## Provided text

┄┄┄┄┄┄

Buying a stock is only half of your journey to building your wealth. Knowing when to sell is just as important. The first part of this course discusses why it's critical to cut your losses early. The second and third lessons teach you how to spot the best time to sell and take your profits.
These lessons are based on decades of research into the primary factors that move stocks. These principles aren't based on someone's opinion or theories from business schools. They're all based on what actually works in the market.
Just like stocks flash signals before making huge gains, they can also show certain characteristics that indicate potential trouble. In this lesson, you'll learn to identify the warning signs of a weakening stock.
If sales growth starts to slow, does it really mean trouble for a company?
If the leading stock in an industry group sputters, does it spell a similar fate for other stocks in the group?
And must you always sell if earnings are disappointing?
For investors, these questions are just as challenging as finding the right stocks to buy. Sometimes, stocks can fool you. They peak on seemingly the best days, when financial magazines rave about them, and shareholders are bubbling with excitement.
But some of the same tools that indicate the potential for a stock to rise can also tell you if a stock is headed down. This lesson will help you isolate the most useful fundamental indicators. But keep in mind that a stock's price and volume action is also valuable in spotting sell signs. Often a stock's chart will reveal something wrong with a stock much earlier than fundamental factors.
If you want clues to a stock's decline, you can basically take all the financial indicators that drive a stock up - such as earnings growth, sales growth and profit margins - and turn them upside down. These are your red flags:
Warning sign - a sharp slowdown in earnings growth in back-to-back quarters.
Warning sign - a sharp slowdown in earnings growth in back-to-back quarters. For example, if a company's earnings growth has been in the 100% range for several quarters, it's bad news when that slows down to 20% or 30%. Dalal Street has little patience and will quickly turn its attention to other, faster-growing companies. You should also pay attention to companies whose earnings or sales growth break a habitual pattern. For example, if a company had earnings growth over several quarters between 25% and 35% and then reports three quarters of steady deceleration, this could be a red flag. Such subtle slowdowns in earnings or sales can sometimes lead to the company eventually missing earnings forecasts.
Warning sign - significant drops in other main fundamentals
Warning sign - significant drops in other main fundamentals — sales growth, profit margins and return on equity — should serve as warning signs, especially if the stock starts having trouble making gains. Check the Sales + Profit Margins + ROE Rating for any significant drops in this gauge.
When industry leaders fall, other players in that industry become vulnerable.

┄┄┄┄┄┄

## Work instructions
A. List every question that the lesson on when to sell stocks poses to the reader.
B. Restate as a short bulleted list the paragraph of the lesson on when to sell stocks that begins "But some of the same tools," keeping its main facts.
C. Resume the lesson on when to sell stocks, picking up immediately after its final sentence.

┄┄┄┄┄┄

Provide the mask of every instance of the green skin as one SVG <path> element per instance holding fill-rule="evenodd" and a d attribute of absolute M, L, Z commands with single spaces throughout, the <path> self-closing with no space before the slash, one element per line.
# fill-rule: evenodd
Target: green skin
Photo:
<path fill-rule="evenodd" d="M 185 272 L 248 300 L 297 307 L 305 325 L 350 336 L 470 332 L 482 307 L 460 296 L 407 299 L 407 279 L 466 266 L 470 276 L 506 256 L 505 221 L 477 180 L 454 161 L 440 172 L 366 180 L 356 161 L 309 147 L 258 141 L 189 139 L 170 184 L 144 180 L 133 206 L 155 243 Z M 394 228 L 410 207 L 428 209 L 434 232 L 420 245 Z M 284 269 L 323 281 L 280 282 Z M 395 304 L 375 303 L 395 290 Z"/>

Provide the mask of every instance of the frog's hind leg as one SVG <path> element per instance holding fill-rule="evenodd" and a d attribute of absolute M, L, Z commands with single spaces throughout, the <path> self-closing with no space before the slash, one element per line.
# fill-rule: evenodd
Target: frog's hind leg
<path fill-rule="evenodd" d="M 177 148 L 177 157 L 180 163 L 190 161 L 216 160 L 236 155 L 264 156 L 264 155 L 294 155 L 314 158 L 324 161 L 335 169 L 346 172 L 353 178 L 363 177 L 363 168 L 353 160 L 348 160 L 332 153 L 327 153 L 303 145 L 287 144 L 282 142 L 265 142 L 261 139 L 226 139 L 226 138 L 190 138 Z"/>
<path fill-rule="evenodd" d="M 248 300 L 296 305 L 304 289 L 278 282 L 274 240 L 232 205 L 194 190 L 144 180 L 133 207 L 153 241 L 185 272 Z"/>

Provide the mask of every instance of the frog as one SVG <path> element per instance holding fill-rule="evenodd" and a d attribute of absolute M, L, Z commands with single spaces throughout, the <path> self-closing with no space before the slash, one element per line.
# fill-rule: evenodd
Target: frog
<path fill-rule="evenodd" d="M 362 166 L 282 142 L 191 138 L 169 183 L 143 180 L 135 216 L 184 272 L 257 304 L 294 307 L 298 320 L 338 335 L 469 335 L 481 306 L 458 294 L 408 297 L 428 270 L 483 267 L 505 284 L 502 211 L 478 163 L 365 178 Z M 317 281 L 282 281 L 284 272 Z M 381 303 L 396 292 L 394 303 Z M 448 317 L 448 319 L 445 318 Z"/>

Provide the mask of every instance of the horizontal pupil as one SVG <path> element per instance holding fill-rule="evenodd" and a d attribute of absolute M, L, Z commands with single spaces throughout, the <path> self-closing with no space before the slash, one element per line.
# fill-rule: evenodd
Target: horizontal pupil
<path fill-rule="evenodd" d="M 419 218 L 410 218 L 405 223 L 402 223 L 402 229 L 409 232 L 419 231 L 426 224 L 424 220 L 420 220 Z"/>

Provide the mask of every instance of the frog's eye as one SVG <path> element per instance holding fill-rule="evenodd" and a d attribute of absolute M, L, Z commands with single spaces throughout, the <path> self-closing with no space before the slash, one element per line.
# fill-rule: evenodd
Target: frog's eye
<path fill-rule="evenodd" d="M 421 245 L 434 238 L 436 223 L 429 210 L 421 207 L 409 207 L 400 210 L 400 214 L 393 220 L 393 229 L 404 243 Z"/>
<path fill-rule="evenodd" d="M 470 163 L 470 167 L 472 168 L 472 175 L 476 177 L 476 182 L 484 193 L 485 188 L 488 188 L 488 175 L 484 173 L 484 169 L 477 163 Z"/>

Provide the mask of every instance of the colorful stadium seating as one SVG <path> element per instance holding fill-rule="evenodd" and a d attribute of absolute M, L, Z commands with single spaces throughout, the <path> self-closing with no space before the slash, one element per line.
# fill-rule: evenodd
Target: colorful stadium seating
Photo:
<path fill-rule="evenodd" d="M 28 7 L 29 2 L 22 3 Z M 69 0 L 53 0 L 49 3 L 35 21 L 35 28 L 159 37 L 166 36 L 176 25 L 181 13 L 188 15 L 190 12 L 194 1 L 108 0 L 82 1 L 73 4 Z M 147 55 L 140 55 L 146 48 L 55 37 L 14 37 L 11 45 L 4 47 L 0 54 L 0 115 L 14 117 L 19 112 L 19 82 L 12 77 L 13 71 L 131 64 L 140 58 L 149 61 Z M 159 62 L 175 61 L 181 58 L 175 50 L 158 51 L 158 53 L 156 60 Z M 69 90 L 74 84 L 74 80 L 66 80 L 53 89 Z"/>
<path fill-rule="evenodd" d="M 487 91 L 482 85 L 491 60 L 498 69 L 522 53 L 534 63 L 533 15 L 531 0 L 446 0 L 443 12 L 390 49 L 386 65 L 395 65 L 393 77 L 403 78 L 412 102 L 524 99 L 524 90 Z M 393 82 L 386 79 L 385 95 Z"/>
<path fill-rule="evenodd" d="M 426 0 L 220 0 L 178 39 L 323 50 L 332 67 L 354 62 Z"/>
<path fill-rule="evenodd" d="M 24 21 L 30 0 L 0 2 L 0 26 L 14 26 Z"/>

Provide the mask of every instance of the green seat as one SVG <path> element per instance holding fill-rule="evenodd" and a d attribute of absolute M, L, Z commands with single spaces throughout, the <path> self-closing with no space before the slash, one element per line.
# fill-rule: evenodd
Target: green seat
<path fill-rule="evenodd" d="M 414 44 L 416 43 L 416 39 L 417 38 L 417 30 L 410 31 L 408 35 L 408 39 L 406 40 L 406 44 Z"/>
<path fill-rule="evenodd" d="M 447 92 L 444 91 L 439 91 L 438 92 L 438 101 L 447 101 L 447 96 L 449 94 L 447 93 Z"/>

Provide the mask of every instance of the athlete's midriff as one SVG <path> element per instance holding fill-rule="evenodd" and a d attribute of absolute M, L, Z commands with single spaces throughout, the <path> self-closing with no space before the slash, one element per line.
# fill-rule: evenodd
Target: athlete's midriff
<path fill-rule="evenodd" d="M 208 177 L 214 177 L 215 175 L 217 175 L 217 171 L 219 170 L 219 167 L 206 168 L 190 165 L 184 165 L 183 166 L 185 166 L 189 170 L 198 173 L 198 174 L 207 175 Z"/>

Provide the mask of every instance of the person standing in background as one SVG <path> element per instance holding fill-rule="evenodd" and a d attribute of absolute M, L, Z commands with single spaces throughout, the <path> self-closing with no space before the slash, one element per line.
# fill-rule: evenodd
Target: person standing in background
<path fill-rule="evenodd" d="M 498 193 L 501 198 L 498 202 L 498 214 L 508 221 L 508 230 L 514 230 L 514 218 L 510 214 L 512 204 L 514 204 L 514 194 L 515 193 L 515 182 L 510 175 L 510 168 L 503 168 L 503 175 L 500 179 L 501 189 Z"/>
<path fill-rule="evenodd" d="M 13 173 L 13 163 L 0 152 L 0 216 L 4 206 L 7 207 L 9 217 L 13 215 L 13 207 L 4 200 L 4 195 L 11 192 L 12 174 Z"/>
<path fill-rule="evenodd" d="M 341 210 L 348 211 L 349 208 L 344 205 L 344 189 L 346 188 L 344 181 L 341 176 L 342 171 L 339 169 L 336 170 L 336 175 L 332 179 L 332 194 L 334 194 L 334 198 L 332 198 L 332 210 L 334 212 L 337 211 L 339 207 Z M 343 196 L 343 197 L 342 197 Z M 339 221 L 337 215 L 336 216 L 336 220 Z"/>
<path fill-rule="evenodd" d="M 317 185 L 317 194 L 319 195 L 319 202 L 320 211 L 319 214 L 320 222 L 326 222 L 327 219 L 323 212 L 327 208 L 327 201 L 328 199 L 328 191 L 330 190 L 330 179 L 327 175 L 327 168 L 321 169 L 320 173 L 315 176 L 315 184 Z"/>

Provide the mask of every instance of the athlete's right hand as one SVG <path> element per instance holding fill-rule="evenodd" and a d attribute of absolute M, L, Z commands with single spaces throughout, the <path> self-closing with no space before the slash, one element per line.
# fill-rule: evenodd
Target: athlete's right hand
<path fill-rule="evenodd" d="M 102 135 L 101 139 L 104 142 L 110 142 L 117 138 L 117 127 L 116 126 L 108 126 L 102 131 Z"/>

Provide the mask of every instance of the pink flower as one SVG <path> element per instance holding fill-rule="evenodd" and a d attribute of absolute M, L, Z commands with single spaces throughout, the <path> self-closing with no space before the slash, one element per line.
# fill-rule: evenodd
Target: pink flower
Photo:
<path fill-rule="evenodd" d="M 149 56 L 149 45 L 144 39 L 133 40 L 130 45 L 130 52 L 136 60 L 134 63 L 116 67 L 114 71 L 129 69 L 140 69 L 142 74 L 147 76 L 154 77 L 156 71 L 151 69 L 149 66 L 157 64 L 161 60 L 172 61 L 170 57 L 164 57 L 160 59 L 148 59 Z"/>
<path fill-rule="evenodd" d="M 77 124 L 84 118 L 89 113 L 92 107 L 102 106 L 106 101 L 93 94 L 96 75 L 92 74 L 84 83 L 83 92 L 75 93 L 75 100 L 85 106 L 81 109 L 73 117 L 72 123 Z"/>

┄┄┄┄┄┄

## Answers to this exercise
A.
- If sales growth starts to slow, does it really mean trouble for a company?
- If the leading stock in an industry group sputters, does it spell a similar fate for other stocks in the group?
- And must you always sell if earnings are disappointing?

B.
- Some of the tools that show a stock's potential to rise can also show that it is headed down.
- The lesson singles out the most useful fundamental indicators.
- A stock's price and volume action is also valuable in spotting sell signs.
- A stock's chart often reveals a problem much earlier than fundamental factors do.

C.
When the majority of best-performing stocks in an industry fall sharply on heavy volume and are unable to recover, typically other stocks in the same industry could become vulnerable. For example, if leading pharma stocks are falling, other pharma stocks become vulnerable.
One of the best ways to tell if a stock might go higher is by how it's performing already. When a stock no longer outperforms its peers, it's telling you the road will probably get bumpy. You can tell exactly how a stock is performing with the Relative Price Strength. Your stock should better than its pears.
Follow the buying and selling done by institutional investors.
The trading activity of mutual funds and other institutional investors has a huge influence on stock prices. Just as it's wise to buy stocks that funds are buying, you might in certain cases, consider selling stocks the funds are selling. Professional selling can be witnessed on the charts when stocks fall on heavy volume. One can also see the institutional holding in the shareholding pattern published every quarter on the websites of BSE and NSE.
Larsen & Toubro's Shareholding Pattern
|Percent of Share (%)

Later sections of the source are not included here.